─── Passage given ───
Skip to main content

CI/CD for ML

Definition

Continuous Integration and Continuous Delivery (CI/CD) is a software engineering practice that automates building, testing, and deploying code on every change. When applied to machine learning, the scope expands beyond code: data quality, model performance, and artifact versioning all become first-class citizens of the pipeline. A broken ML CI/CD pipeline can ship a model that silently degrades in production without a single line of application code changing.

Traditional CI/CD validates logic and API contracts. ML CI/CD must additionally validate statistical properties of data (schema, distributions, missing-value rates), model quality thresholds (accuracy, latency, fairness), and reproducibility — the ability to re-train the exact same model from the exact same inputs. Tools like DVC for data versioning and CML (Continuous Machine Learning) for reporting metrics inside pull requests make this practical.
─── Provided material ───
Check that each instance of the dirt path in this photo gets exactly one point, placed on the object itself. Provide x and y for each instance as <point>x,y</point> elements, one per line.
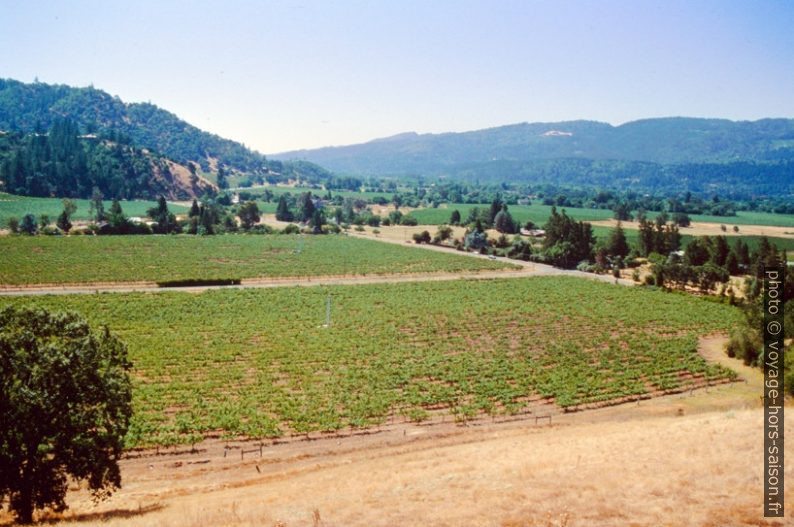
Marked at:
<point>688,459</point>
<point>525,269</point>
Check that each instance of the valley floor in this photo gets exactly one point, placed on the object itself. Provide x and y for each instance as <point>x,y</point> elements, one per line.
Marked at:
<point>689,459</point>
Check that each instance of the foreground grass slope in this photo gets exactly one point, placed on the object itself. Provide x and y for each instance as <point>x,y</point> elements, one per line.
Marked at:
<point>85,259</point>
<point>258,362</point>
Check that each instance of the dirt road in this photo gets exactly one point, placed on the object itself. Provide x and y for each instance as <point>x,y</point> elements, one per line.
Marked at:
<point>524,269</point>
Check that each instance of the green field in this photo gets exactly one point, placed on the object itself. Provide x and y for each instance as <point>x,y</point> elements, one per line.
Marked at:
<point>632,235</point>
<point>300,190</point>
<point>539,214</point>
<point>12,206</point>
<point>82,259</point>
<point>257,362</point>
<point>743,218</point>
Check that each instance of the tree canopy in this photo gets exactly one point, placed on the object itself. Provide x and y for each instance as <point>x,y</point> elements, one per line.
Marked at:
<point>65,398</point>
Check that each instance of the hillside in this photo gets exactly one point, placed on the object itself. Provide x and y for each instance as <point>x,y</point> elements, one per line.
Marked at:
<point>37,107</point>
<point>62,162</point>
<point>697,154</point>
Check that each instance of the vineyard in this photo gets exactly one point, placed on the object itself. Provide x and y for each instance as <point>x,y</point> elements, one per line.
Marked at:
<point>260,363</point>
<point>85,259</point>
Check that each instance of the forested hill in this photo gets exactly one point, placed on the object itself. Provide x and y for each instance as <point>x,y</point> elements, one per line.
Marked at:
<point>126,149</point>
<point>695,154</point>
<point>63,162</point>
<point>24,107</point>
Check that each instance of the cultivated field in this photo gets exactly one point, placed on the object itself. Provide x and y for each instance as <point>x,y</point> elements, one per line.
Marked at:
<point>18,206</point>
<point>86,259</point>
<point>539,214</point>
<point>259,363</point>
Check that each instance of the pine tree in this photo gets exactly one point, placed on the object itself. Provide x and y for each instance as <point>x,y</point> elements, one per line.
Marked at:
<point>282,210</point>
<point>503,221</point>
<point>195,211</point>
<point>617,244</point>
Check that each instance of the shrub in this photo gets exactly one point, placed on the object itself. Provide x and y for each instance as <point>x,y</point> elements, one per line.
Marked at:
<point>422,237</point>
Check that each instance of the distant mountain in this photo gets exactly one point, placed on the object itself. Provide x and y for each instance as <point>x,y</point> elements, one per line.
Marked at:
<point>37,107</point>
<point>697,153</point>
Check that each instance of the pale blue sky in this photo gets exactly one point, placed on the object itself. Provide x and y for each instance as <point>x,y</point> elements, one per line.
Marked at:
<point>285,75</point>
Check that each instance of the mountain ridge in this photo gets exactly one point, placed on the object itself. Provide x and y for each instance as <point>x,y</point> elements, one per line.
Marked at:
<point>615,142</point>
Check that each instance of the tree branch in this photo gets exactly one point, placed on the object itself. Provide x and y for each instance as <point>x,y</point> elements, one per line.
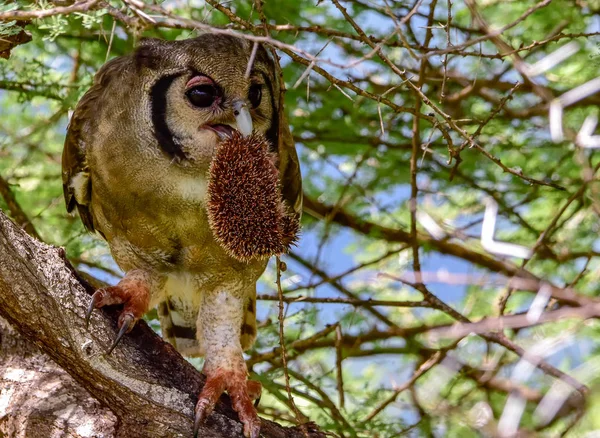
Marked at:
───
#### [What to work on]
• 1. According to the passage on CI/CD for ML, which tool is named for data versioning?
• 2. Say whether each statement agrees with the passage on CI/CD for ML. Answer yes or no, and quote the deciding words. (a) ML CI/CD must check that the exact same model can be re-trained from the exact same inputs. (b) CML reports metrics inside pull requests. (c) A broken ML CI/CD pipeline can degrade a model in production only when application code changes.
• 3. Rewrite the passage on CI/CD for ML from "Continuous Integration and" to "application code changing.", replacing "pipeline" with "workflow".

#### [Solved problems]
• 1. DVC

• 2.
(a) Yes: "reproducibility — the ability to re-train the exact same model from the exact same inputs"
(b) Yes: "CML (Continuous Machine Learning) for reporting metrics inside pull requests"
(c) No: "without a single line of application code changing"

• 3.
Continuous Integration and Continuous Delivery (CI/CD) is a software engineering practice that automates building, testing, and deploying code on every change. When applied to machine learning, the scope expands beyond code: data quality, model performance, and artifact versioning all become first-class citizens of the workflow. A broken ML CI/CD workflow can ship a model that silently degrades in production without a single line of application code changing.